### [Aim of the task]
Keep only the lines of the data below that contain "blue", and copy them.

*** Dataset records ***

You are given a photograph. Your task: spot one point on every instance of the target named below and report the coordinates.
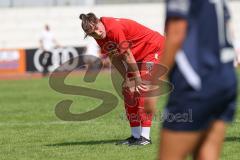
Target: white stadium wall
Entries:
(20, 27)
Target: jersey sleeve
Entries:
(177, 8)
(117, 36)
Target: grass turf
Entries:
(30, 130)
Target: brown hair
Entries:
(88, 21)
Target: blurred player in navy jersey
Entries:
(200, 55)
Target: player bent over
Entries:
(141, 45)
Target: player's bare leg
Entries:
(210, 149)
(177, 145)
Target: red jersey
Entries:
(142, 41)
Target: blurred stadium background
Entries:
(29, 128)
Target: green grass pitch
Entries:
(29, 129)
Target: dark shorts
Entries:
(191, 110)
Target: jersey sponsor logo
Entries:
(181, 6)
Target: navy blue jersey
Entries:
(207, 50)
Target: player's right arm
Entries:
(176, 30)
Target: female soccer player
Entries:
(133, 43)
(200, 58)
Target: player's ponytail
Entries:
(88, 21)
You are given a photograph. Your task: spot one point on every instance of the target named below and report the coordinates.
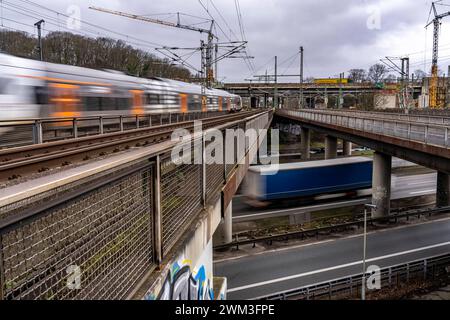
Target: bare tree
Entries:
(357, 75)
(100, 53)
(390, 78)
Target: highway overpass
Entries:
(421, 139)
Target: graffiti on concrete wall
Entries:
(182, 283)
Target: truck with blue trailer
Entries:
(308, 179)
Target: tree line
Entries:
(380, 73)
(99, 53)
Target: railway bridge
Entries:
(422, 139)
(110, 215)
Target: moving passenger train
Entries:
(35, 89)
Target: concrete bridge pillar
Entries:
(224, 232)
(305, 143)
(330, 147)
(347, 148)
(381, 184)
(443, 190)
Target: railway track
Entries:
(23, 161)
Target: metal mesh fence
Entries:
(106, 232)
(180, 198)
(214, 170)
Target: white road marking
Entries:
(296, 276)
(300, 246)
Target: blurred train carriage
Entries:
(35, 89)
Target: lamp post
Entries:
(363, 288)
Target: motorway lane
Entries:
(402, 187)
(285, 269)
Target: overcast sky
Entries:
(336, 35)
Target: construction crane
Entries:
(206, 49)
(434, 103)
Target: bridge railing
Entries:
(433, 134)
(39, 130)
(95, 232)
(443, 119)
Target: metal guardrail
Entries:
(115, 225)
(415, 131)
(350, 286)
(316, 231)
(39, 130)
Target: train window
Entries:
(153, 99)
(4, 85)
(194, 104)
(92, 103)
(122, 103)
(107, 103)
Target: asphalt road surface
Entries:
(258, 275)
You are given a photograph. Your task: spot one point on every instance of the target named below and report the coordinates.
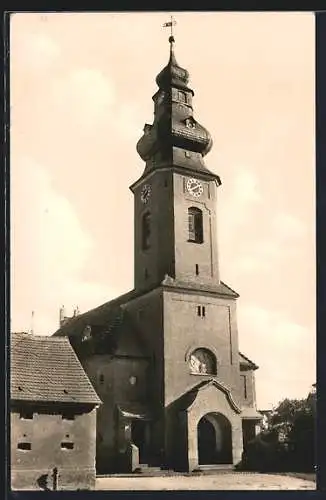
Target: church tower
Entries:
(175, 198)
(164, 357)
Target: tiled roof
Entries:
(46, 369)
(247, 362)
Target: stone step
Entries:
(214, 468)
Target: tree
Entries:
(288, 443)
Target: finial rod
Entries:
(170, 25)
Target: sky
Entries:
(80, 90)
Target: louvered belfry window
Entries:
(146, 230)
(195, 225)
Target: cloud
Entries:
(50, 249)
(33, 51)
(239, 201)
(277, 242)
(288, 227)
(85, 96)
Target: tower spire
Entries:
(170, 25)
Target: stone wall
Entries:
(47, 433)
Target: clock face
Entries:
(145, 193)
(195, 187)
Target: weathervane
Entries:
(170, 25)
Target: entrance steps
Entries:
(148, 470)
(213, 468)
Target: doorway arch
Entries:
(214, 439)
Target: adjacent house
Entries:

***
*** Dataset records ***

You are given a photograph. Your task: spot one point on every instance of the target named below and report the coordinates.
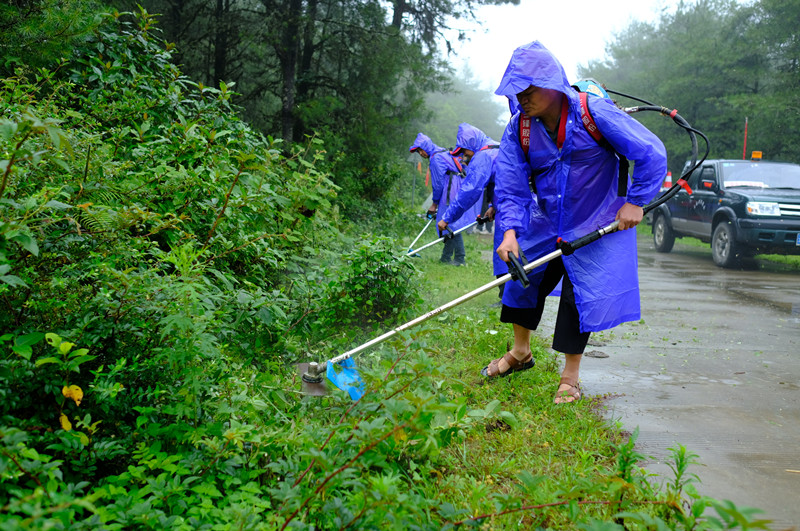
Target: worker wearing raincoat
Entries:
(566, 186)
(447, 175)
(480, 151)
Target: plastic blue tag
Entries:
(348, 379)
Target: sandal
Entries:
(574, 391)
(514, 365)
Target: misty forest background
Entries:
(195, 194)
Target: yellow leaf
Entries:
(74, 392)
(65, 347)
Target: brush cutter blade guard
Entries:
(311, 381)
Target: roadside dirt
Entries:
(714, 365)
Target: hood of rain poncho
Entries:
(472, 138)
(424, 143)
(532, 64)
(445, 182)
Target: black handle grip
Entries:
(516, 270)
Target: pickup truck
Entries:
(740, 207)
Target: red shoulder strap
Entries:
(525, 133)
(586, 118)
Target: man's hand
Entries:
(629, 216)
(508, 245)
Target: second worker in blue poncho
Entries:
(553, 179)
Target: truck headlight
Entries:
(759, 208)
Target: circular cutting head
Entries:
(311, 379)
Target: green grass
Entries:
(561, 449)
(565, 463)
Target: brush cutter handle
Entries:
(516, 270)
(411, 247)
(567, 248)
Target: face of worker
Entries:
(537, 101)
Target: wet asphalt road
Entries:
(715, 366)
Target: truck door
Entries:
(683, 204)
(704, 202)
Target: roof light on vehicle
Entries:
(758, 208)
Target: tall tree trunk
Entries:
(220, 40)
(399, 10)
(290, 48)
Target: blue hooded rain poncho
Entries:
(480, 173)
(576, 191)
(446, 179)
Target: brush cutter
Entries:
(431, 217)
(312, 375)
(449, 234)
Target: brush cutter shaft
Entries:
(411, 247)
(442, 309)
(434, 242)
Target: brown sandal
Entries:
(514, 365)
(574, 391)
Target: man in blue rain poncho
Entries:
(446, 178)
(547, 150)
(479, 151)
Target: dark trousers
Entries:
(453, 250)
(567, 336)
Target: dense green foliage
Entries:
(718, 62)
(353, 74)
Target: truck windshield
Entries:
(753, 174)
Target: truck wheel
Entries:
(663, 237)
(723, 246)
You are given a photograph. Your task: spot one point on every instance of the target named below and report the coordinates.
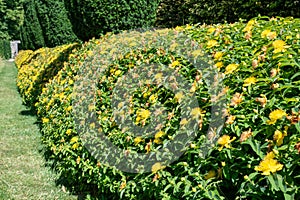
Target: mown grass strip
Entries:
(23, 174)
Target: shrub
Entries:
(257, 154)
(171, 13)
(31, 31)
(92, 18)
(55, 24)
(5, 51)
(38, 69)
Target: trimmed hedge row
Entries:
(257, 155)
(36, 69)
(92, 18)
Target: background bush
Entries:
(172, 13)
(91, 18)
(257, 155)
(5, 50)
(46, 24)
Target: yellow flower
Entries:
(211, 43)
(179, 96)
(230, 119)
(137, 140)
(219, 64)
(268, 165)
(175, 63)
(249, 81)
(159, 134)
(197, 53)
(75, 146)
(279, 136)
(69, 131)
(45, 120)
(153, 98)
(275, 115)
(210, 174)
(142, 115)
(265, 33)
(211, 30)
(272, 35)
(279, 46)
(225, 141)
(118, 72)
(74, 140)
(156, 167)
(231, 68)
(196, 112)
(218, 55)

***
*** Dataset records ***

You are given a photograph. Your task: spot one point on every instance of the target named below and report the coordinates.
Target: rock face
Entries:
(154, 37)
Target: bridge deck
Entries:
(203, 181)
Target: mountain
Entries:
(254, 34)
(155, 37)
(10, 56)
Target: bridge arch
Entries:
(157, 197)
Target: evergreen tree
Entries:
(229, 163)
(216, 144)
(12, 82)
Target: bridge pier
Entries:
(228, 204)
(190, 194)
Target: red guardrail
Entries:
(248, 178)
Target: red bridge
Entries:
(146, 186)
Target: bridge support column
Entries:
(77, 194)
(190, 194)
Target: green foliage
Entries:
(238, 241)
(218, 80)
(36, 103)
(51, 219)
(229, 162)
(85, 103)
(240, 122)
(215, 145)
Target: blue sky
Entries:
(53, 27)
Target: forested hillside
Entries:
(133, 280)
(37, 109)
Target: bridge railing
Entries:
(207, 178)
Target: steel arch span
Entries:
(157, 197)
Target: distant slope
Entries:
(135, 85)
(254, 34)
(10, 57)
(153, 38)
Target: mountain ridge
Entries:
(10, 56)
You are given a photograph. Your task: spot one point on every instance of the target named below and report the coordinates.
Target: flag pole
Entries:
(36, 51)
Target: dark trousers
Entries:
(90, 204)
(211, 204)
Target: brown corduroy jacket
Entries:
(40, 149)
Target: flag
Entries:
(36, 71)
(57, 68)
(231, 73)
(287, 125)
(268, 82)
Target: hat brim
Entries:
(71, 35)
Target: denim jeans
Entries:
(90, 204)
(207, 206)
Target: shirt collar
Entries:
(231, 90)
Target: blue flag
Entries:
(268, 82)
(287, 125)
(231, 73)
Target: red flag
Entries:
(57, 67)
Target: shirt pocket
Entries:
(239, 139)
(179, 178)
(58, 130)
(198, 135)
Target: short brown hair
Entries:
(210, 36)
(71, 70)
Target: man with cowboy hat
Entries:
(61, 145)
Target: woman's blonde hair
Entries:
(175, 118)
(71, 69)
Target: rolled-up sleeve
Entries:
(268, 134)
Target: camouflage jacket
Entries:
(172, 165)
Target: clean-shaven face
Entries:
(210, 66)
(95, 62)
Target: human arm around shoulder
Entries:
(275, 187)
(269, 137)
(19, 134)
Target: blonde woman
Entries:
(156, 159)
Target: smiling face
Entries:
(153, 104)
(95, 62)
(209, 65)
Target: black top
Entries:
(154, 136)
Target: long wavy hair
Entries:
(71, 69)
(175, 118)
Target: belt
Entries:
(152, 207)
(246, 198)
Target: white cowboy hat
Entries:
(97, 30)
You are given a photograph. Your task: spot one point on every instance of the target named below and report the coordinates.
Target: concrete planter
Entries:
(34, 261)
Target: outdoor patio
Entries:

***

### [Written solution]
Target: navy blue jersey
Target: truck with blue trailer
Target: plastic blue tag
Target: second worker in blue poncho
Target: blue hooded rain poncho
Target: man in blue rain poncho
Target: blue sky
Target: blue flag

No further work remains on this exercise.